◆ **Supplied passage**:
===============

A-1CM Gunsight: The early sights like the A-1 were 2 gyro sights; one deflection ; one elevation. They were rate gyros mounted in single plane of freedom gimbals. The principle is a bit complex, but basically, the amount of precess was measured for use in calculating a prediction lead. Range was either manual or automatic as selected by the pilot. The range data was transmitted to the sight where it was converted to a usable signal that exerted restraint on the gyros- low restraint at long ranges; high restraint in close.The amount of precession was modified by the range input. Basically, the sight solved for lead in the plane of target motion, gravity drop, and trajectory shift.

There was a choice of manual or radar ranging for the A-1 sight. For radar, lock was generally impossible at ranges under 1000 feet. The reticle was a 10 diamond system with a pipper center. The diamonds could be manually set for range. I believe the reticle was 16 mils min. and 150 mils max. In Radar ranging, when a lock was achieved, you got a lock on light and the reticle would increase in brightness. As for ground clutter, at low altitudes, most pilots would use manual ranging to eliminate the ground clutter problem
which could effect the radar ranging mode.

APG-30: The AN/APG-30 was the radar used for most of the jet day-fighters. It was used on later model F-84 straight-wings, the F-86 day fighters, the F-84F, and the F-100.
The radar is a simple X-band pulse set, with a fixed horn antenna. It doesn't scan, and radiates a signal that can basically be described as a 20 degree cone. The peak power is 5kw. I don't remember pulse width or prf, right at the moment. The radar controls and indicators consist of an On/Standby/Off switch, A switch to control the range gate, a dial to set the maximum range that the radar will sweep the range gate, and a button on the control stick to reject the current target. Indicators are a light that illuminates when the radar locks on, and a range indicator, either an analog dial next to or withing the sight itself, ir as a range bar on the sight reticle.

When the radar is active, it scans in range, sweeping the range gate from the minimum range, (225 yds/200m) to the maximum range seleced by the pilot. (up to 3000 yds/2700m). When an echo is returned, the range gate will stop sweeping and track that target, the lock-on light will illuminate, and the range meter will indicate the range. (Range information is also sent directly to the sight.) When the range gate is sweeping, the range indicator follows it, IIRC. This has the effect of locking the radar automatically on the nearest target. If this isn't the proper target, the pilot can press the Radar Reject button on the control stick to command the radar to sweep the range gate from that point, locking on th ethe next target further out, and so on. Ground return can be a problem, either when flying low enough that the scanned cone is touching the ground, or when diving. The range gate can be turned off, or the radar set to standby in these cases, and manual ranging used, just like a WW 2 gyro sight.

It sounds rather complicated, but all the pilot has to do is turn on the radar, set the range sweep, and, in most cases, let the radar lock on to whatever's in the sight combining glass. If it's not the target he wants, he pushes the button to get the next one. It's much simpler to operate, and more accurate than the "Size the Reticle to the Target" stadiametric system, which can be thrown off by in inaccurate estimate of the target's size, or the perspective of a high angle-off view.

===============

◆ **Given material**:
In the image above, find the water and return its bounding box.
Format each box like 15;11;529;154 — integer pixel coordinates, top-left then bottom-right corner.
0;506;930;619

===============

◆ **Do this**: In the gunsight and radar text, what is the peak power of the AN/APG-30 radar? The data is not needed for this exercise.

◆ **Result below**: 5 kW